| Information given |
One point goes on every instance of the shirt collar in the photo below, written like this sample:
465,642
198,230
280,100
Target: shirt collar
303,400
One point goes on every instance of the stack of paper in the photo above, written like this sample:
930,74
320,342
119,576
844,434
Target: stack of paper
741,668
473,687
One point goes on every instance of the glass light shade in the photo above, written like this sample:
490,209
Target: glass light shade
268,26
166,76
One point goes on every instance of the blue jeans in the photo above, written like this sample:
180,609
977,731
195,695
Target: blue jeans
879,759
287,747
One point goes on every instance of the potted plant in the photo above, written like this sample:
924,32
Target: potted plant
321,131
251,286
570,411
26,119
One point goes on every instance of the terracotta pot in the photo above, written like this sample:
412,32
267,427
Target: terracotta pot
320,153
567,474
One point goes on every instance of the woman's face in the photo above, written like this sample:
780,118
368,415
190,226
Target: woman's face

| Action item |
Could you return all the data above exactly as it appears?

| Problem solution |
One point goes on every instance of the shirt collar in the photo below, written like this sample:
465,642
198,230
280,100
Target: shirt collar
303,400
One point goes on every instance of the stack of paper in the photo above, written like this sample:
930,74
320,342
119,576
844,434
Target: stack of paper
741,668
473,687
One point goes on every instance of the glass light shade in the photo above, written like this sample:
490,209
Target: glass light shade
268,26
166,76
One point goes on every instance of the blue jeans in the photo above, written like this sample:
180,609
977,731
195,695
Target: blue jeans
879,759
287,747
One point goes on every instance of the potted plant in the photo above, written like this sample:
924,32
Target: potted plant
321,131
251,286
570,411
26,119
One point goes on every instance of the terracotta pot in the photo above, written like this sample:
412,32
267,427
Target: terracotta pot
320,153
567,474
One point goes on every instance of the woman's face in the photo above, written like this sample:
780,118
368,415
190,226
Target: woman's face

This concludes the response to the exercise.